EXCERPT PROVIDED
Dara Reneé (born November 7, 2000) is an American actress whose roles include Kourtney Greene in the Disney+ mockumentary series High School Musical: The Musical: The Series.

Early life
Reneé was born in Los Angeles, California, and raised in Baltimore where her mother, Kimberly Brooks, founded a non-profit performing arts school, Encouraging Youth To Dream, in Pikesville. Brooks is a voice actress, and Reneé's grandmother was a member of 1960s Baltimore soul group The Royalettes. Reneé attended John Paul Regional Catholic School in Milford Mill. She initially tried auditioning for theater roles in New York before moving back to California to finish high school at Charter High School of the Arts (CHAMPS) in Van Nuys.

Career
Reneé debuted with the role of Savannah in the 2018 Disney Channel Original Movie Freaky Friday.

THE DATA
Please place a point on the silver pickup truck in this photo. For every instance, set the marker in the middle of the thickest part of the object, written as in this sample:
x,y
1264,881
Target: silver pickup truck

==

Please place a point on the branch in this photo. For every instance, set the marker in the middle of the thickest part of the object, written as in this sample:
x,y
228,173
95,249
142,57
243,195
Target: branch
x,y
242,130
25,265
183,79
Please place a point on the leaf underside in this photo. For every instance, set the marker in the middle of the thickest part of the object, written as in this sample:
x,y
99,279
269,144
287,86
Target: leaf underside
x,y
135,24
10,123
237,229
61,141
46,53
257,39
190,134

TASK LIST
**1.** Extract the passage of the Dara Reneé biography from "Dara Reneé (born" up to and including "Musical: The Series.", copying it word for word.
**2.** In the rows, turn the lines from the line with "Please place a point on the silver" up to and including the line with "Target: silver pickup truck" into a Markdown table with the columns Number and Text, leaving out any blank lines. Include only those lines.

THE RESPONSES
**1.**
Dara Reneé (born November 7, 2000) is an American actress whose roles include Kourtney Greene in the Disney+ mockumentary series High School Musical: The Musical: The Series.

**2.**
| Number | Text |
|---|---|
| 1 | Please place a point on the silver pickup truck in this photo. For every instance, set the marker in the middle of the thickest part of the object, written as in this sample: |
| 2 | x,y |
| 3 | 1264,881 |
| 4 | Target: silver pickup truck |